> Yang Perlu Dikerjakan
1. Baris mana saja dalam catatan yang memuat kata "roof"? Daftarkan semua baris itu, dengan memperhatikan huruf besar dan kecil.
2. Tuliskan kelanjutan artikel tentang jeruk keprok punten, dimulai setelah kalimat terakhir yang ditampilkan.

> Kutipan Dokumen
***
Jun 25, 2009

Sutjipto Gunawan : Sutjipto Kembalikan Pamor Keprok Punten

Sutjipto Kembalikan Pamor Keprok Punten
Oleh : JA Noertjahjo*

Jeruk keprok punten di daerah Batu dulu sangat terkenal. Akibat serangan CVPD (Citrus Vein Phloem Degeneration), tanaman jeruk ini punah. Namun, dalam Kontes Jeruk Keprok Nasional tanggal 30 Juli 2005 di Loka Penelitian (Lolit) Tlekung Kota Batu (Jawa Timur), muncul ”kejutan”. Salah satu varietas yang diyakini sebagai ”turunan” keprok punten ini merebut perhatian.
***
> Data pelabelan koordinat

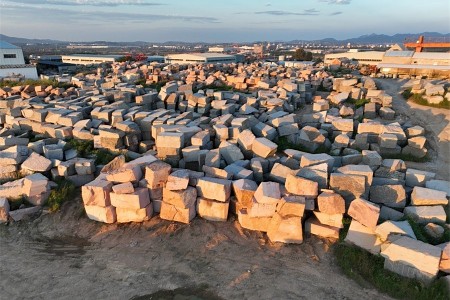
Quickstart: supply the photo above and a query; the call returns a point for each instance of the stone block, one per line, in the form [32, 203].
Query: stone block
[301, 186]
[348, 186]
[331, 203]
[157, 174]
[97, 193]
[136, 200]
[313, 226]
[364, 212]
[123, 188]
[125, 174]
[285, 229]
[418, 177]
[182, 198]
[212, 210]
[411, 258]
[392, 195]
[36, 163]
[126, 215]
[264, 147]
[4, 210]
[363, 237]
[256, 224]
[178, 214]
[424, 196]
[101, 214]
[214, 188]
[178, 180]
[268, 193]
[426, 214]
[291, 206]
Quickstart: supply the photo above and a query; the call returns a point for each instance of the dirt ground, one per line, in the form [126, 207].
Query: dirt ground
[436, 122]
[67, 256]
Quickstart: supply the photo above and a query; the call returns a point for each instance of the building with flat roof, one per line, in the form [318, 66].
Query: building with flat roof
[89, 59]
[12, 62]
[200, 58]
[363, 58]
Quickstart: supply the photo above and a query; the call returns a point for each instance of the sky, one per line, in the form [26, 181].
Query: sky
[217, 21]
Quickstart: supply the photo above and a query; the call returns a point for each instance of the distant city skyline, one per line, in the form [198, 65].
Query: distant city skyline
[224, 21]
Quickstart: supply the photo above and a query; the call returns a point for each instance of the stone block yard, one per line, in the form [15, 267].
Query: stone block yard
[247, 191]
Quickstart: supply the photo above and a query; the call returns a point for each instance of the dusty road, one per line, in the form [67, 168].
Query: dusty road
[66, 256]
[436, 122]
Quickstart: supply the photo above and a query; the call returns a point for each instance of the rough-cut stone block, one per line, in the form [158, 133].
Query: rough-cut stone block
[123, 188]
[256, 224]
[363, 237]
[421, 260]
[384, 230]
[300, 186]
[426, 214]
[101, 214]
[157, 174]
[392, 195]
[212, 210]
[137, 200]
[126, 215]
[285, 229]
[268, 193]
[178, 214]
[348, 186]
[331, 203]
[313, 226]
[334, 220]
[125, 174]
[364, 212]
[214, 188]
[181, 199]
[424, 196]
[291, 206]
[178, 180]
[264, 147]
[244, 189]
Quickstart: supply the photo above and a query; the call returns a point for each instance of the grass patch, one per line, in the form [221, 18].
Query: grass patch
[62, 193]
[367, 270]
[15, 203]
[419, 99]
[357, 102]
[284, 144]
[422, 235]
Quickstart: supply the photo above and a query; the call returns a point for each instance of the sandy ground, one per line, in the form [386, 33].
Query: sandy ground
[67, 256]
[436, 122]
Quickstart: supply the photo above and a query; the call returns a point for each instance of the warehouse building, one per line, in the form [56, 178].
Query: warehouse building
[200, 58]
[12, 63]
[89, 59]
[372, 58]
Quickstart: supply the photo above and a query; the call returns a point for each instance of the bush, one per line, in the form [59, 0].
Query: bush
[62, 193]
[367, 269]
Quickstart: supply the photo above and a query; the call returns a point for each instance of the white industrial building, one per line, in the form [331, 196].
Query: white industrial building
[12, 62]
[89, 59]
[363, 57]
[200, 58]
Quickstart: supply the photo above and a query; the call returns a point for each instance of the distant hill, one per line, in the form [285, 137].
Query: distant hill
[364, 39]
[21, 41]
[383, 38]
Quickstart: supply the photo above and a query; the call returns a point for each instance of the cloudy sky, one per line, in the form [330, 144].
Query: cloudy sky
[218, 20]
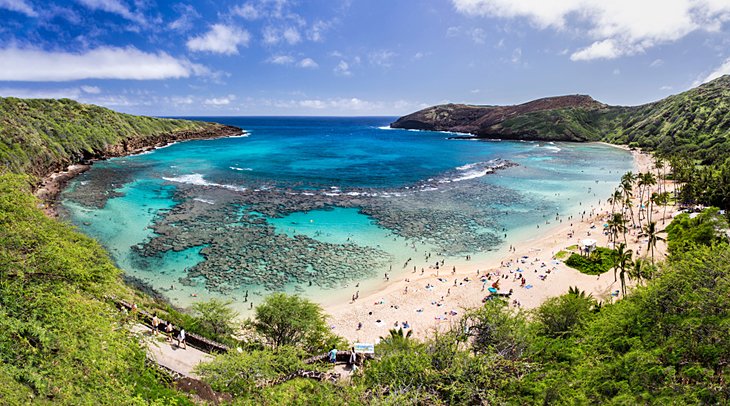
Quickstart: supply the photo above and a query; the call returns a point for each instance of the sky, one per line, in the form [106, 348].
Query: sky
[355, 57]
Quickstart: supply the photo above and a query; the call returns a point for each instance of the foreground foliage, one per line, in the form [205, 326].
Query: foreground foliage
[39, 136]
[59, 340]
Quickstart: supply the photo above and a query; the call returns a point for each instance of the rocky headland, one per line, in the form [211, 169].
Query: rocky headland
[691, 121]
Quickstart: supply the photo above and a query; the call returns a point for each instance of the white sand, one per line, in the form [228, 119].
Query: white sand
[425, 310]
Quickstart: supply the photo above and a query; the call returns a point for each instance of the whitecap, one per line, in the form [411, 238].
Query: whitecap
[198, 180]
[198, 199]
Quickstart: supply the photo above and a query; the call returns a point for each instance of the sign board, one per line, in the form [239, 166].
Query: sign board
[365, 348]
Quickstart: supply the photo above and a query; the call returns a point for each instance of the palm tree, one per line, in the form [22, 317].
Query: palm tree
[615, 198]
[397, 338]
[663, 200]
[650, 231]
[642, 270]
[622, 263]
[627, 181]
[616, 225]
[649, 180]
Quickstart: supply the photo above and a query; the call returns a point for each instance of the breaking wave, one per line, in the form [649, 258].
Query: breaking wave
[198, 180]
***
> Jawaban Tugas
1.
Quickstart: supply the photo above and a query; the call returns a point for each instance of the building with flat roof, one per line, in the form [318, 66].
Query: building with flat roof

2.
Lebih dari 15 jenis keprok yang dilepas Menteri Pertanian sebagai varietas unggul, tersungkur oleh keprok ”batu-55” sebagai pendatang baru. Varietas yang diyakini sebagai ”turunan” keprok punten ini merebut kedudukan teratas untuk predikat ”keprok nasional”. Dan figur di belakang keberhasilan itu adalah Sutjipto Gunawan (52), pemilik kebun jeruk seluas 10 hektar di Giripurno, pinggiran wilayah Kota Batu.

”Saya kaget, tetapi juga sangat gembira menerima kabar kemenangan itu,” ujar lelaki asli Malang yang akrab dengan sapaan Pak Tjip. Bahkan Kepala Lolit Tlekung, Arry Supriyanto, juga kaget meskipun sudah mengetahui ”kelebihan” batu-55.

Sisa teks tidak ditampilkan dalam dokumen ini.